■ Given data:
================================
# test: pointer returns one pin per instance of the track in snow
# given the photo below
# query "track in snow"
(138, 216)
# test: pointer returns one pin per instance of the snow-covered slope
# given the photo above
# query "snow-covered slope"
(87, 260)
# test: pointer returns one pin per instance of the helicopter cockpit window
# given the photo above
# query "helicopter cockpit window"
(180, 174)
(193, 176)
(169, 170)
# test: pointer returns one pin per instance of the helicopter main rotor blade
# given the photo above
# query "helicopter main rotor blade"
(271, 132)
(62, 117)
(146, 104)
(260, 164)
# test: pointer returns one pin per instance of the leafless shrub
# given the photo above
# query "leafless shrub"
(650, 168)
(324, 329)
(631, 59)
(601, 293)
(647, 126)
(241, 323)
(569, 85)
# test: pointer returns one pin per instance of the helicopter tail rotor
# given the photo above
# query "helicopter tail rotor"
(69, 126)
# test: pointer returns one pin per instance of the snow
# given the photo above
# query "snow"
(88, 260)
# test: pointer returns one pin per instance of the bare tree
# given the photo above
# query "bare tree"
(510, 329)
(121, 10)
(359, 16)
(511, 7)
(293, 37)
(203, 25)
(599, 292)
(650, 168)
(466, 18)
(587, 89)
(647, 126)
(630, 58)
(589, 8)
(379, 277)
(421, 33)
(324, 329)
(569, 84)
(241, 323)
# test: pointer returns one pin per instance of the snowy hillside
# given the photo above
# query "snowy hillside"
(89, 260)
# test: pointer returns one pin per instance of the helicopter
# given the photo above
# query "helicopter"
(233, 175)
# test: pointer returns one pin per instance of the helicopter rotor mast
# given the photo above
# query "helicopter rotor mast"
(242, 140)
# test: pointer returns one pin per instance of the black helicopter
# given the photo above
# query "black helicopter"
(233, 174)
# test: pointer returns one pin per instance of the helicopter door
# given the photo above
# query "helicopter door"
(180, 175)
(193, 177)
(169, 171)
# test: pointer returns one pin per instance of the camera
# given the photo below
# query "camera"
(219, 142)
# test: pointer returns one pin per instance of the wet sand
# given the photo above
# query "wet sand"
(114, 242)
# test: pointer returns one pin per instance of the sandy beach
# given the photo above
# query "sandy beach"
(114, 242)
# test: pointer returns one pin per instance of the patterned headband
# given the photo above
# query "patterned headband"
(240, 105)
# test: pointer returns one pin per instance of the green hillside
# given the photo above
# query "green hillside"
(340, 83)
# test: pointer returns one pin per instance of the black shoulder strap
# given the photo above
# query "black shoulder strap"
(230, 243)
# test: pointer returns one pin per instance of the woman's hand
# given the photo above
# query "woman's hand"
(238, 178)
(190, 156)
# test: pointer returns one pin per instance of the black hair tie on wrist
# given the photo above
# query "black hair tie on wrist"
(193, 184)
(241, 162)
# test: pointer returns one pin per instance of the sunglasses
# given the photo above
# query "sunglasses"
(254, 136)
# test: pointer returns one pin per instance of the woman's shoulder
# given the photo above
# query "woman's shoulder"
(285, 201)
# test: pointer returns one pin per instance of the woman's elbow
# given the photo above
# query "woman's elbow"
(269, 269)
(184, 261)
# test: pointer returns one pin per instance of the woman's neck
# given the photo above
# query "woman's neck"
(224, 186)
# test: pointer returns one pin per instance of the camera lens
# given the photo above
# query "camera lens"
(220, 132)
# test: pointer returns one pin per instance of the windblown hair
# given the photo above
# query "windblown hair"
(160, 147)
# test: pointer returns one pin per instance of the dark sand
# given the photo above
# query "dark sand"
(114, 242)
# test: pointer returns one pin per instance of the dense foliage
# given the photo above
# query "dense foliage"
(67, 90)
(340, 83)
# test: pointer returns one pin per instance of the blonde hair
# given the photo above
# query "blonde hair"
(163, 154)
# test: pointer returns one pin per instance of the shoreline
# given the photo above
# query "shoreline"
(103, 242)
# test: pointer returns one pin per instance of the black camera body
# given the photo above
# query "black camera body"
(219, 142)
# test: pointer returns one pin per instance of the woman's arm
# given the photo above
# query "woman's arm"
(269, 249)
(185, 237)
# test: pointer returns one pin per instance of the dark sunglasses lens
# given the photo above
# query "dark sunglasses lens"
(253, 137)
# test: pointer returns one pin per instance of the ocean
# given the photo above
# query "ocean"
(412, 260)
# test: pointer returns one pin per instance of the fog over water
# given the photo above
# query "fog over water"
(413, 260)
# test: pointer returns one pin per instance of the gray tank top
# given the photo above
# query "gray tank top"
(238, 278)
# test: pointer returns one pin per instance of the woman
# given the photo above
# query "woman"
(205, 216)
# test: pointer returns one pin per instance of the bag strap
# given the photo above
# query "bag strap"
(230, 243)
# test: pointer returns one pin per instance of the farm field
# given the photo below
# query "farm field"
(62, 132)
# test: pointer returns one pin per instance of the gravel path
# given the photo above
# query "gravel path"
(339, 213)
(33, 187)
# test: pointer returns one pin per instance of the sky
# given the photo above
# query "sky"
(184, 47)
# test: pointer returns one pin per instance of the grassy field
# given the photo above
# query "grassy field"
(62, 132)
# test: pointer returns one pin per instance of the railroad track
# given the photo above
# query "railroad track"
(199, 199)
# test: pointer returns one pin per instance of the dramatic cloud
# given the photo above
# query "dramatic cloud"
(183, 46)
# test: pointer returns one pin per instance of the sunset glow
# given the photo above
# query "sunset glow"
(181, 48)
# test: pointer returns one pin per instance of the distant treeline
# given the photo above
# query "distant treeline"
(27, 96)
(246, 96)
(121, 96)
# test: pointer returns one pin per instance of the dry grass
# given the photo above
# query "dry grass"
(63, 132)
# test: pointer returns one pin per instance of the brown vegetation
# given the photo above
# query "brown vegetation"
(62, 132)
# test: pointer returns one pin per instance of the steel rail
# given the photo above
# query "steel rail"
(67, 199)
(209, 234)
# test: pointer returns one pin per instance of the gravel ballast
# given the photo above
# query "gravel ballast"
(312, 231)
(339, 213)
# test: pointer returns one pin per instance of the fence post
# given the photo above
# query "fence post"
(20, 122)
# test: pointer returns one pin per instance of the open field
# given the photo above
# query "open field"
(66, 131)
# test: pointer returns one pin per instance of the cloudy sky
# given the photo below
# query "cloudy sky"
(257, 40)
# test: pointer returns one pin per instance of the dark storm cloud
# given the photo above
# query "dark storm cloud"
================================
■ Instruction:
Reproduce every record, matching each line exactly.

■ Completed task:
# test: pointer returns one pin per instance of the track in snow
# given the photo below
# query "track in snow"
(138, 216)
# test: pointer returns one pin per instance of the snow-covered slope
# given the photo above
# query "snow-covered slope"
(87, 260)
# test: pointer returns one pin per instance of the helicopter cockpit window
# given the photo above
# query "helicopter cockpit window"
(180, 174)
(193, 176)
(169, 170)
# test: pointer returns one pin per instance of the helicopter main rotor blade
# given the photo above
# query "helicopter main rotor blade"
(271, 132)
(62, 117)
(146, 104)
(260, 164)
# test: pointer returns one pin per instance of the leafless shrub
# given the photo above
# query "leafless shrub"
(650, 168)
(324, 329)
(631, 59)
(601, 293)
(647, 126)
(241, 323)
(569, 85)
# test: pointer returns one pin per instance of the helicopter tail rotor
# given the photo above
# query "helicopter tail rotor"
(69, 126)
# test: pointer returns one pin per instance of the snow
# given the photo above
# query "snow"
(88, 260)
# test: pointer returns one pin per instance of the bare tree
# given the photo above
# query "bare tree"
(510, 329)
(121, 10)
(359, 16)
(511, 7)
(293, 37)
(203, 25)
(599, 292)
(650, 168)
(466, 18)
(587, 89)
(647, 126)
(630, 58)
(589, 8)
(379, 277)
(421, 33)
(324, 329)
(569, 84)
(241, 323)
# test: pointer returns one pin per instance of the snowy hillside
# given the photo above
# query "snowy hillside"
(89, 260)
# test: pointer returns one pin per instance of the helicopter
# given the photo above
# query "helicopter"
(233, 175)
# test: pointer returns one pin per instance of the helicopter rotor mast
# given the photo above
# query "helicopter rotor mast"
(242, 140)
# test: pointer returns one pin per instance of the black helicopter
# given the photo above
# query "black helicopter"
(233, 174)
# test: pointer returns one pin per instance of the helicopter door
# given the photo above
# query "helicopter door"
(180, 175)
(193, 177)
(169, 171)
# test: pointer returns one pin per instance of the camera
# given the photo below
# query "camera"
(219, 142)
# test: pointer returns one pin per instance of the wet sand
# given the photo above
# query "wet sand"
(114, 242)
# test: pointer returns one pin per instance of the sandy beach
# given the photo above
# query "sandy beach"
(114, 242)
# test: pointer returns one pin per instance of the patterned headband
# given the photo above
# query "patterned headband"
(240, 105)
# test: pointer returns one pin per instance of the green hillside
# given the photo above
# query "green hillside"
(340, 83)
# test: pointer returns one pin per instance of the black shoulder strap
# given the photo above
# query "black shoulder strap"
(230, 243)
# test: pointer returns one pin per instance of the woman's hand
# given the photo above
# query "woman's hand"
(238, 178)
(190, 156)
# test: pointer returns one pin per instance of the black hair tie on wrist
# given the photo above
# query "black hair tie on wrist"
(193, 184)
(241, 162)
# test: pointer returns one pin per instance of the sunglasses
# given the photo above
# query "sunglasses"
(254, 136)
# test: pointer returns one pin per instance of the woman's shoulder
# given the photo above
# query "woman's shoulder"
(285, 201)
# test: pointer returns one pin per instance of the woman's elbow
# given the photo above
# query "woman's elbow"
(269, 269)
(184, 261)
# test: pointer returns one pin per instance of the woman's neck
# given the photo above
# query "woman's neck"
(224, 186)
# test: pointer returns one pin per instance of the camera lens
# given the photo above
# query "camera lens"
(220, 132)
# test: pointer returns one pin per instance of the windblown hair
# given the photo above
# query "windblown hair"
(160, 147)
# test: pointer returns one pin per instance of the dark sand
# given the photo above
# query "dark sand"
(114, 242)
# test: pointer returns one pin per instance of the dense foliage
# given the photo above
# query "dense foliage"
(67, 90)
(340, 83)
# test: pointer returns one pin per instance of the blonde hair
# given the photo above
# query "blonde hair"
(163, 154)
# test: pointer returns one pin per instance of the shoreline
# given the photo above
# query "shoreline"
(103, 242)
# test: pointer returns one pin per instance of the black camera body
# given the photo above
# query "black camera body"
(219, 142)
# test: pointer returns one pin per instance of the woman's arm
# given the photo above
# query "woman's arm"
(269, 249)
(185, 237)
# test: pointer returns one pin per instance of the dark sunglasses lens
# given the photo above
# query "dark sunglasses lens"
(253, 137)
# test: pointer returns one pin per instance of the ocean
# given the photo above
# query "ocean"
(412, 260)
# test: pointer returns one pin per instance of the fog over water
# given the photo above
# query "fog over water"
(413, 260)
# test: pointer returns one pin per instance of the gray tank top
# given the photo above
# query "gray tank top"
(238, 278)
# test: pointer returns one pin per instance of the woman
# given the photo above
# query "woman"
(205, 216)
# test: pointer returns one pin per instance of the bag strap
# given the photo above
# query "bag strap"
(230, 243)
# test: pointer returns one pin per instance of the farm field
# given the photo below
# query "farm field"
(62, 132)
# test: pointer returns one pin per instance of the gravel path
# given the photo above
# query "gravel path"
(339, 213)
(33, 187)
# test: pointer returns one pin per instance of the sky
# given the photo above
# query "sky"
(184, 47)
# test: pointer returns one pin per instance of the grassy field
# given the photo above
# query "grassy field"
(62, 132)
# test: pointer returns one pin per instance of the railroad track
# given the photo above
# query "railroad track"
(199, 199)
# test: pointer returns one pin per instance of the dramatic cloud
# given the photo above
# query "dramatic cloud"
(183, 46)
# test: pointer returns one pin per instance of the sunset glow
# given the photo above
# query "sunset glow"
(181, 48)
# test: pointer returns one pin per instance of the distant treeline
# given the photo above
# query "distant treeline"
(27, 96)
(246, 96)
(121, 96)
# test: pointer returns one pin per instance of the dry grass
# given the photo above
# query "dry grass"
(63, 132)
# test: pointer returns one pin per instance of the brown vegetation
# given the photo above
# query "brown vegetation"
(62, 132)
# test: pointer returns one pin per instance of the steel rail
# given the photo above
# query "steel rail"
(67, 199)
(209, 234)
# test: pointer returns one pin per instance of the gravel ballast
# given the photo above
# query "gravel ballast"
(312, 231)
(339, 213)
# test: pointer returns one pin per instance of the fence post
# given the photo above
# query "fence post"
(20, 122)
# test: pointer returns one pin per instance of the open field
# given the photo above
# query "open field"
(66, 131)
# test: pointer returns one pin per instance of the cloudy sky
# given the photo below
# query "cloudy sky"
(257, 40)
# test: pointer returns one pin per instance of the dark storm cloud
# given the photo above
# query "dark storm cloud"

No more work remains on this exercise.